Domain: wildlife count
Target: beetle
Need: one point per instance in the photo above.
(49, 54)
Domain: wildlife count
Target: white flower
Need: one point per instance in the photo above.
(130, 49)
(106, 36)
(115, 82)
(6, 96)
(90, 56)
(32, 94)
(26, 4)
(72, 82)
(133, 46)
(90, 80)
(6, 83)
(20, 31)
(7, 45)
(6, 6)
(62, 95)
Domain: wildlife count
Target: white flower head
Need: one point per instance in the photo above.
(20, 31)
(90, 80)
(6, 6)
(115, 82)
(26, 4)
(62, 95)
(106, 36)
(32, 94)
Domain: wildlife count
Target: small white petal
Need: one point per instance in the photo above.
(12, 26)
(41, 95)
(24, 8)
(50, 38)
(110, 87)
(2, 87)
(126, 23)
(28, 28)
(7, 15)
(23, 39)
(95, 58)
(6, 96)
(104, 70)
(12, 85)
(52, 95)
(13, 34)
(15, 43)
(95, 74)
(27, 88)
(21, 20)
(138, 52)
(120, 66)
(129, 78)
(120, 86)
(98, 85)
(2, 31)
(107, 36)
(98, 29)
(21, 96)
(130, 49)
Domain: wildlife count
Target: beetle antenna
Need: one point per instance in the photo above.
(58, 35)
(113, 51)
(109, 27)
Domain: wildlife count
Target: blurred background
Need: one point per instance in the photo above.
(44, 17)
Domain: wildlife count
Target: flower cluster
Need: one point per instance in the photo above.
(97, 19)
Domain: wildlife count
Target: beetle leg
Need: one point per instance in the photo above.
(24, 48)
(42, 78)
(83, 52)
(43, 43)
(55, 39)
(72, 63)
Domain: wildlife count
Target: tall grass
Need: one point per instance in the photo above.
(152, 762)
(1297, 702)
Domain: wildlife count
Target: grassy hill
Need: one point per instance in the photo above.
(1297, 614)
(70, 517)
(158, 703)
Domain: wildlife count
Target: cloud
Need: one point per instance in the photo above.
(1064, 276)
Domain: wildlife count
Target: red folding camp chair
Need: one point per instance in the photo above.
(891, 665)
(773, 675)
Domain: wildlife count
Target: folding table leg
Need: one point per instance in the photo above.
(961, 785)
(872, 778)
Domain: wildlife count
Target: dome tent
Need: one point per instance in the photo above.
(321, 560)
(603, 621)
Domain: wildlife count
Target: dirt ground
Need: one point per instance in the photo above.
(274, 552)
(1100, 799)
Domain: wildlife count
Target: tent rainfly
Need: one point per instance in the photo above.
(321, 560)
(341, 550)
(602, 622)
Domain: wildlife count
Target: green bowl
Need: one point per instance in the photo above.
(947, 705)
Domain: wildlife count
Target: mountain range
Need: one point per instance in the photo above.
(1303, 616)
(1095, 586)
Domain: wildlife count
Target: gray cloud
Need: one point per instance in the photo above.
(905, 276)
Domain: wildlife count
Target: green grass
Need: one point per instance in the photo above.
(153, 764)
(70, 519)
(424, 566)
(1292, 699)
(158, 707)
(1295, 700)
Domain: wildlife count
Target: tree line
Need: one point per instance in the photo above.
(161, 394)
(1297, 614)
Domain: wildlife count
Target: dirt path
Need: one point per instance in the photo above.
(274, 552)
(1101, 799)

- - -

◆ Aim of the task ◆
Write out every entry verbatim.

◆ Result ◆
Domain: wildlife count
Target: beetle
Need: one point per instance in the photo above.
(49, 54)
Domain: wildlife count
Target: white flower
Need: one point per instance in the photo above.
(130, 49)
(106, 36)
(115, 82)
(6, 96)
(90, 56)
(32, 94)
(26, 4)
(72, 82)
(133, 46)
(90, 80)
(6, 83)
(20, 31)
(7, 45)
(6, 6)
(62, 95)
Domain: wildlife count
Target: white flower head
Need: one point per instance in the photo above.
(20, 31)
(90, 80)
(6, 6)
(115, 82)
(26, 4)
(62, 95)
(106, 36)
(32, 94)
Domain: wildlife count
Target: small white petal
Need: one point per instance in the photo above.
(12, 26)
(41, 95)
(24, 8)
(50, 38)
(110, 87)
(2, 87)
(126, 23)
(28, 28)
(7, 15)
(23, 39)
(95, 58)
(6, 96)
(104, 70)
(12, 85)
(52, 95)
(13, 34)
(15, 43)
(95, 74)
(27, 88)
(21, 20)
(138, 52)
(120, 66)
(129, 78)
(120, 86)
(98, 85)
(2, 31)
(107, 36)
(98, 29)
(21, 96)
(130, 49)
Domain: wildlife count
Target: beetle antenna
Need: one point per instance in the photo above.
(58, 35)
(113, 51)
(109, 27)
Domain: wildlife count
Target: blurred background
Need: one point per instance in the photo above.
(44, 17)
Domain: wildlife count
Target: flower cluster
Need: one point per instance in the photo above.
(97, 19)
Domain: wildlife count
Target: beetle leg
Need: one point per instance in the photo above.
(24, 48)
(42, 78)
(83, 52)
(43, 43)
(55, 39)
(72, 63)
Domain: wildlife count
Target: tall grass
Need: one point per instance in the photo above.
(152, 762)
(1297, 702)
Domain: wildlife count
Target: grassy hill
Need: one point per instance in the photo above.
(1297, 614)
(70, 517)
(158, 703)
Domain: wildlife count
Target: cloud
Need: one point per instance in the photo above.
(1064, 276)
Domain: wildlife count
Target: red folding camp chair
Need: one point per instance in the photo above.
(891, 665)
(773, 675)
Domain: wildlife count
Target: folding table leg
Need: one point per instance in the photo above.
(961, 785)
(872, 778)
Domain: wildlife count
Target: dome tent
Need: one point per instance in the photo above.
(321, 560)
(603, 621)
Domain: wildlife count
Target: dirt ground
Need: one point per instance in the photo above.
(274, 552)
(1100, 799)
Domain: wildlife count
Target: tent rainfly
Need: one point per instance in the photo above.
(321, 560)
(341, 550)
(602, 622)
Domain: wildlife count
Target: green bowl
Need: one point per instance in the photo above.
(947, 705)
Domain: wildlife count
Target: mountain range
Need: one point per instance in the photo above.
(1303, 616)
(1095, 586)
Domain: wildlife count
Target: gray cloud
Need: one point per instance in the photo above.
(905, 276)
Domain: wildlife count
Target: green grass
Need: one point per instance in the photo above.
(153, 764)
(70, 519)
(424, 566)
(1292, 699)
(158, 707)
(1295, 700)
Domain: wildlife count
Target: tree line
Need: one point per instance in the photo above.
(161, 394)
(1297, 614)
Domain: wildlife count
Target: dirt path
Need: one point per instance in the photo above.
(274, 552)
(1101, 799)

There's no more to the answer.